── DOCUMENT SOURCE ──

Plastique et santé font-ils bon ménage ?

Par Chamss Bachiri
Modifié le
Lecture: 4 minutes
ID-10068518
© DepositPhotos

ID-10068518Sommes-nous esclaves du progrès au point de ne plus pouvoir nous passer de ses avancées et de lui sacrifier notre santé, voire notre survie ? C’est la question que pose la possible dangerosité du Bisphénol A et des phtalates pour notre santé.



La matière plastique, si bon marché, si légère, si pratique, a tellement révolutionné notre quotidien, nous a tant facilité la vie que nous avons du mal à imaginer nous en passer. Au détriment de notre santé, semble-il.

Le 10 novembre 2011, L’Académie de Médecine a publié un rapport sur les risques cancérigènes liés à la présence de polluants considérés comme « perturbateurs endocriniens ». Il s’agit, en particulier, des phtalates et du bisphénol A (BPA) contenus dans les plastiques et les pesticides. Or, ces substances chimiques, nous les retrouvons quotidiennement dans notre alimentation et notre environnement.

───
── DONNÉES EXTRAITES ──

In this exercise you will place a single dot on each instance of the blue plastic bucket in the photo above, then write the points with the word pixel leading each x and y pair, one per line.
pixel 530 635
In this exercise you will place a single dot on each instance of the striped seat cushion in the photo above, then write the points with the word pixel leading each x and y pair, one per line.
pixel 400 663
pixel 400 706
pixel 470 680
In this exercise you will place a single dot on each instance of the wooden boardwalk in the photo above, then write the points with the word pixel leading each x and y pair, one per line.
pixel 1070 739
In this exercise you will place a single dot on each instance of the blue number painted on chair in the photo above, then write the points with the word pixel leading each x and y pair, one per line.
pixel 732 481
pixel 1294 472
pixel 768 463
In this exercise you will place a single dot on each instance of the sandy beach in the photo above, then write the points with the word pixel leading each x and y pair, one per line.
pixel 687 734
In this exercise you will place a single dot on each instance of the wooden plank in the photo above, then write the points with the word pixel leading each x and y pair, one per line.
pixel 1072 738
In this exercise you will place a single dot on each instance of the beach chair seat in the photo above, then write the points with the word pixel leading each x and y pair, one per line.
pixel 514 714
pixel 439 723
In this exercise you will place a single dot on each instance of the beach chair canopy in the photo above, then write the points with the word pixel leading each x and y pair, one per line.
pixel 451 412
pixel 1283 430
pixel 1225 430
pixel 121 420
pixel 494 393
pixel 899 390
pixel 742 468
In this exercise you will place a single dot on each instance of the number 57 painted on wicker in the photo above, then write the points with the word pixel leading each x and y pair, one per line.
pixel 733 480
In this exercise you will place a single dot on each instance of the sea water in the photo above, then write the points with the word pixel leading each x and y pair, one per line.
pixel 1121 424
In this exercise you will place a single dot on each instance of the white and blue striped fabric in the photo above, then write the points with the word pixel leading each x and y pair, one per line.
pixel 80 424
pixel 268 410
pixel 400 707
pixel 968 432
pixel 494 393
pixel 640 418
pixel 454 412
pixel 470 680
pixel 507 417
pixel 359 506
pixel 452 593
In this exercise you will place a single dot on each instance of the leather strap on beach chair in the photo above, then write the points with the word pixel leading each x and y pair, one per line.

───

* TÂCHE À RÉALISER:
Citez en entier l'article sur le plastique et la santé, sans rien y changer.

* RÉPONSE PROPOSÉE:
Plastique et santé font-ils bon ménage ?

Par Chamss Bachiri
Modifié le
Lecture: 4 minutes
ID-10068518
© DepositPhotos

ID-10068518Sommes-nous esclaves du progrès au point de ne plus pouvoir nous passer de ses avancées et de lui sacrifier notre santé, voire notre survie ? C’est la question que pose la possible dangerosité du Bisphénol A et des phtalates pour notre santé.



La matière plastique, si bon marché, si légère, si pratique, a tellement révolutionné notre quotidien, nous a tant facilité la vie que nous avons du mal à imaginer nous en passer. Au détriment de notre santé, semble-il.

Le 10 novembre 2011, L’Académie de Médecine a publié un rapport sur les risques cancérigènes liés à la présence de polluants considérés comme « perturbateurs endocriniens ». Il s’agit, en particulier, des phtalates et du bisphénol A (BPA) contenus dans les plastiques et les pesticides. Or, ces substances chimiques, nous les retrouvons quotidiennement dans notre alimentation et notre environnement.